— start Given information —

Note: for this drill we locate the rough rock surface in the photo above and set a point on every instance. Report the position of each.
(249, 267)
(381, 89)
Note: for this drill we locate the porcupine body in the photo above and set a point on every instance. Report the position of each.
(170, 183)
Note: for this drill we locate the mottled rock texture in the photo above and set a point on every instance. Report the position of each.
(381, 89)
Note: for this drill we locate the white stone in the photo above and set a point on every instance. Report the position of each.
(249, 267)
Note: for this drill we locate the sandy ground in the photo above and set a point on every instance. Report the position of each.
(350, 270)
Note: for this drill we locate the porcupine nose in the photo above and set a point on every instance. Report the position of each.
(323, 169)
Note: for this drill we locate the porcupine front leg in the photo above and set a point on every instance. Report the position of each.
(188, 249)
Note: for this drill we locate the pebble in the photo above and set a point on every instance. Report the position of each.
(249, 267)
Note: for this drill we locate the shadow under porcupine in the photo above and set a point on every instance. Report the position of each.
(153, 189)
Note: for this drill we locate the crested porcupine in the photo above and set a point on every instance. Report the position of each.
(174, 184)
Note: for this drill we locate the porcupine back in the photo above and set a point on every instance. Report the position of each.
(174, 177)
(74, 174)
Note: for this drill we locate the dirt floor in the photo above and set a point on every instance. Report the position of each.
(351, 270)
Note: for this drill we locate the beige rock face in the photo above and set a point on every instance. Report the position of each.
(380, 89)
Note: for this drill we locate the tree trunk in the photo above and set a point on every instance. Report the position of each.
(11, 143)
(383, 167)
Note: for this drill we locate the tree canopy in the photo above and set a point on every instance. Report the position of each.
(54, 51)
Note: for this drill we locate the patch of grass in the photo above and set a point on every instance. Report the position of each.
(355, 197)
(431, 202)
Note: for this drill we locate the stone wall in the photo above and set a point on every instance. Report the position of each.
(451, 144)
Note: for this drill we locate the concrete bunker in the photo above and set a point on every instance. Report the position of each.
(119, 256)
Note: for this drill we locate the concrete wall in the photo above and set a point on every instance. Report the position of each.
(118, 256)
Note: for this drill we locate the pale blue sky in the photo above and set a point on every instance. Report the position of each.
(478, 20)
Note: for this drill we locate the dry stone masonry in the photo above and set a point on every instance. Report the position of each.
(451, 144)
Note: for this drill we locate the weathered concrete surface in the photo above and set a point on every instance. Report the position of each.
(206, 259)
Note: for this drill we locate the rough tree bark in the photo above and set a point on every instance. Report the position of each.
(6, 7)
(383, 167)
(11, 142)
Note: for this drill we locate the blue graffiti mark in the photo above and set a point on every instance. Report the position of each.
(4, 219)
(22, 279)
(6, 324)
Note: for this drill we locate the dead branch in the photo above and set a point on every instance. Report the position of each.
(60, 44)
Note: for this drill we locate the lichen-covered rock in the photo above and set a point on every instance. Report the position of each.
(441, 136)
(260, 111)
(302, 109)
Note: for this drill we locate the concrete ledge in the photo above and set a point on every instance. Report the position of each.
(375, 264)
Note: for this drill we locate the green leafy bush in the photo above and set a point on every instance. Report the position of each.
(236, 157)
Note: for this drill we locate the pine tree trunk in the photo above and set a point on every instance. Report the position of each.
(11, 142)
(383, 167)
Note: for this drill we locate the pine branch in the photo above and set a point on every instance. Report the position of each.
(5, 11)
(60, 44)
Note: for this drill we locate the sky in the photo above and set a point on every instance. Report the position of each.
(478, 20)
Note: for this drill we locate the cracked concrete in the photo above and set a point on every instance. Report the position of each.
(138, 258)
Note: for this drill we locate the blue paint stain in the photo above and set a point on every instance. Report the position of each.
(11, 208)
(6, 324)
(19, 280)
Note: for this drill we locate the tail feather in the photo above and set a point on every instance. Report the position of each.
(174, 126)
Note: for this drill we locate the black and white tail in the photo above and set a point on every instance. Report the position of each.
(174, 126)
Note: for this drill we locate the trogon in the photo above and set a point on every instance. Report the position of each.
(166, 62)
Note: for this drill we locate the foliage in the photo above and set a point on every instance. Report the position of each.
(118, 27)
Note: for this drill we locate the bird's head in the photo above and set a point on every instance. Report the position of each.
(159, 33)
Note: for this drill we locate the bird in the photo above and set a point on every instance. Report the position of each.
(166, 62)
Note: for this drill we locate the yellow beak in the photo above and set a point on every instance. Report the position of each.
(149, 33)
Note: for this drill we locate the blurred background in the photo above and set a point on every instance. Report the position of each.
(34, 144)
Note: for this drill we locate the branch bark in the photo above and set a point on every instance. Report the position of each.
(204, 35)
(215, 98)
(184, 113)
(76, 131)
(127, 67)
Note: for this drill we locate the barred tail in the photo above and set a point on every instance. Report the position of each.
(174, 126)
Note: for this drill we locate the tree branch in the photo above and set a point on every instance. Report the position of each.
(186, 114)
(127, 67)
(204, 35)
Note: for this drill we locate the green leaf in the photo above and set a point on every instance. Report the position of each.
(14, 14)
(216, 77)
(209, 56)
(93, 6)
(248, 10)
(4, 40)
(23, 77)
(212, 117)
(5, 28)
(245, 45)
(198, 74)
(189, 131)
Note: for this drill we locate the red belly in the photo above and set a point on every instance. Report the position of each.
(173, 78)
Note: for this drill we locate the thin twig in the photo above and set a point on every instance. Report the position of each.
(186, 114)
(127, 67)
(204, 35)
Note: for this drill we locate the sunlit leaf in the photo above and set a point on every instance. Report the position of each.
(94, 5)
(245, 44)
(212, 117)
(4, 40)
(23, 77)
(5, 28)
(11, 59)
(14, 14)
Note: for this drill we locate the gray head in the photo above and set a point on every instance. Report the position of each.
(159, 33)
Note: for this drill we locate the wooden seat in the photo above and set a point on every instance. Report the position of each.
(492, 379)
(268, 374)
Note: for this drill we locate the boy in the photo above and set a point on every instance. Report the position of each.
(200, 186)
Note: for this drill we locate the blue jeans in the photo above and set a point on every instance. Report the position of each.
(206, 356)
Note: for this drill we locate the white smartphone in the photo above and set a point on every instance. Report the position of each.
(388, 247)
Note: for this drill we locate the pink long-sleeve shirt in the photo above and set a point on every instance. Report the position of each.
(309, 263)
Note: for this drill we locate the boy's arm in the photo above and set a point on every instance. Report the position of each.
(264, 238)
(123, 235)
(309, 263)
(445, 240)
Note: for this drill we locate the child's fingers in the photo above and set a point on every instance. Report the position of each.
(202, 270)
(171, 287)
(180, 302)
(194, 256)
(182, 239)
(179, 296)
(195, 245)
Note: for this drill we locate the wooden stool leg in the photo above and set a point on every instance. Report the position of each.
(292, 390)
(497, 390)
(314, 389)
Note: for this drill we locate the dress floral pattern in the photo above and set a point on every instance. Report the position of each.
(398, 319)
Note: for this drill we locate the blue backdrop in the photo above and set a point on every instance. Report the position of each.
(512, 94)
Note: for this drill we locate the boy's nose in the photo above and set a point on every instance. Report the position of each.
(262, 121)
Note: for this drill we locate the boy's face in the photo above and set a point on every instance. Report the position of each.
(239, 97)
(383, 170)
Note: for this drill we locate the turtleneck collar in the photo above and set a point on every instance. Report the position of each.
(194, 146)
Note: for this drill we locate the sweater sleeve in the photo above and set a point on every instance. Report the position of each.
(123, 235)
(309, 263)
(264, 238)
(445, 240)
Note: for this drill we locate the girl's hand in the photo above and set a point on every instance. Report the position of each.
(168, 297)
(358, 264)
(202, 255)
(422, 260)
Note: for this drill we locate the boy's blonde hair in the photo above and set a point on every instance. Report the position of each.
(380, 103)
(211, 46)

— end Given information —

Task to carry out: Rewrite the material from the line that contains "Note: for this drill we locate the turtleneck" through the end of the material, both ends included, keeping each request unchanged. Scale every coordinate in the answers by 1.45 and round to whole numbers, with halves rounded up.

Response:
Note: for this drill we locate the turtleneck collar in the photo above and set a point on every instance. Report the position of each.
(281, 212)
Note: for this drill we locate the sweater sleeve in the photo above and set a point on every instance. Report the position of each.
(178, 341)
(448, 381)
(383, 345)
(645, 348)
Note: for this drill we locate the girl's hand in the photo above and set a point on every instance. Report the position of each.
(244, 431)
(519, 383)
(293, 370)
(612, 377)
Note: for this drill we locate the boy's blonde hair in the photo above and set a point on every instance. Report the position of each.
(551, 149)
(306, 67)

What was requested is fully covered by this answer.